● **Source extract**:
»»

Friday, July 23, 2010

Bill Ayers: Weatherman and the Progressive Manifesto

According to Ayers and the 60s radicals that now control our government, the primary question is one of ending the role of the US as an "oppressor nation" and redistributing it's wealth to those we have "exploited" over the years:

So the very first question people in this country must ask in
considering the question of revolution is where they stand in
relation to the United States as an oppressor nation, and 
where they stand in relation to the masses of people throughout 
the world whom US imperialism is oppressing.
The primary task of revolutionary struggle is to solve this principal
contradiction on the side of the people of the world . It is the
oppressed peoples of the world who have created the wealth of this
empire and it is to them that it belongs ; the goal of the revolutionary
struggle must be the control and use of this wealth in the interests of
the oppressed peoples of the world.
Thus, when Mrs. Obama claims that for the first time she is "proud of being an American," it has little to do with race, but with the view of the United States as an "oppressor nation." When Raul Grijalva calls Border Patrol agents and police officers "Racist" it has less to do with honoring the Constitution than with identifying the "strawman" or in the words of Ayers, the "pigs" who represent the Oppressors of people worldwide, the unenlightened capitalists who must be overcome for the socialist revolution to continue:

A major focus in our neighborhood and citywide work is the pigs,
they tie together the various struggles around the State as the enemy,
and thus point to the need for a Movement oriented toward power to
defeat it.

««

● **Extracted data**:
»»

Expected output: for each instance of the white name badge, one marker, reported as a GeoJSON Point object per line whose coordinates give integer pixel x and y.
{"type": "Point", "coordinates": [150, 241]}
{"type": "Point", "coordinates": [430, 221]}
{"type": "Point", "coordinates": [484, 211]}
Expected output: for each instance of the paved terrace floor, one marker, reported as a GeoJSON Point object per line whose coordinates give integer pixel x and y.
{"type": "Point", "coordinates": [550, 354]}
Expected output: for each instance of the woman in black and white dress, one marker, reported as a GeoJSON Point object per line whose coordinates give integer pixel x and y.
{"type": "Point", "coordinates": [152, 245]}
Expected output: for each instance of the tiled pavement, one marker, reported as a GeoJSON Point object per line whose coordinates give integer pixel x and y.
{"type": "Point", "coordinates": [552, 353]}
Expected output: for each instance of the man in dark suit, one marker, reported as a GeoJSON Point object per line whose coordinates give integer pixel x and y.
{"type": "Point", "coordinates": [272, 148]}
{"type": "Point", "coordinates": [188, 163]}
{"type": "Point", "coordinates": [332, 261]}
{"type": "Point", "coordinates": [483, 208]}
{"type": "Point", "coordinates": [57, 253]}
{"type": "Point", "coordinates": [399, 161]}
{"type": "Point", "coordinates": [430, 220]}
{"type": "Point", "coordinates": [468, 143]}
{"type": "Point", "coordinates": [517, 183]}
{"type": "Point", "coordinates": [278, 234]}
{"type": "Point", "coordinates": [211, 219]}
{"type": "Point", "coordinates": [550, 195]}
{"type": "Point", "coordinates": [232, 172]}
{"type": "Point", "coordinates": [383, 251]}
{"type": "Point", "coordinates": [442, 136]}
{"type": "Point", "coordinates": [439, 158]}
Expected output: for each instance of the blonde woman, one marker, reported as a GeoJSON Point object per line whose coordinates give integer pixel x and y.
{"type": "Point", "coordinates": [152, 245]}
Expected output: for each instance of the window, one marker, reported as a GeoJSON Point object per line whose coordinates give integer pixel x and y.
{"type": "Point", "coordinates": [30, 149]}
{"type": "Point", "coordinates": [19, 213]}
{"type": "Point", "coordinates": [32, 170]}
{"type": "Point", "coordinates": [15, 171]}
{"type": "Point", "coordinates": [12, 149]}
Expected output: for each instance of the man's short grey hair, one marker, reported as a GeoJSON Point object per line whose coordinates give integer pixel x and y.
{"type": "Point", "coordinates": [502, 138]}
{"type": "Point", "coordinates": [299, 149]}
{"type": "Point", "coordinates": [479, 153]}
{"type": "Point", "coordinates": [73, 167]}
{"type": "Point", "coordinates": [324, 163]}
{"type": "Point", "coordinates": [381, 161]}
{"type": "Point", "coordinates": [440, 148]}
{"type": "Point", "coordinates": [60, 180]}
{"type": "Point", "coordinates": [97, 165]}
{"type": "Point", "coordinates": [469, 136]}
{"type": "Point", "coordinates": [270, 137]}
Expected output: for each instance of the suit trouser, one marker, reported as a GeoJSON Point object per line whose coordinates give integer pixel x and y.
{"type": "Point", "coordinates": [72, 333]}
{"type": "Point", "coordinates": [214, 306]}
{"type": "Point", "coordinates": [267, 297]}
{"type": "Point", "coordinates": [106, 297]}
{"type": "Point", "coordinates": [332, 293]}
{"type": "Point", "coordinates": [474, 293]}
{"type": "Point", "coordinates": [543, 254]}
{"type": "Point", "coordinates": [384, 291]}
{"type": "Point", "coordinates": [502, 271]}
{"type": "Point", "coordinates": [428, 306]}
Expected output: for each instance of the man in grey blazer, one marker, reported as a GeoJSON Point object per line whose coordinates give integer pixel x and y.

««

● **Task goal**:
Resume the blog post on Bill Ayers and the Weatherman manifesto, shown above the records, starting right after its final sentence.

● **Written answer**:
The pigs are the capitalist state, and as such define the limits of all
political struggles; to the extent that a revolutionary struggle shows
signs of success, they come in and mark the point it can't go beyond.
In the early stages of struggle, the ruling class lets parents come down
high school kids, or jocks attack college chapters. When the struggle
escalates the pigs come in; at Columbia, the left was afraid its
struggle would be co-opted to anti-police brutality, cops off campus,
and said pigs weren ' t the issue. But pigs really are the issue and
people will understand this, one way or another. They can have a
liberal understanding that pigs are sweaty working-class barbarians who
over-react and commit "police brutality" ...Or they can understand pigs as
the repressive imperialist State doing its job. Our job is not to avoid the issue of the pigs as "diverting" from anti- imperialist struggle, but to emphasize that they are our real
enemy if we fight that struggle to win.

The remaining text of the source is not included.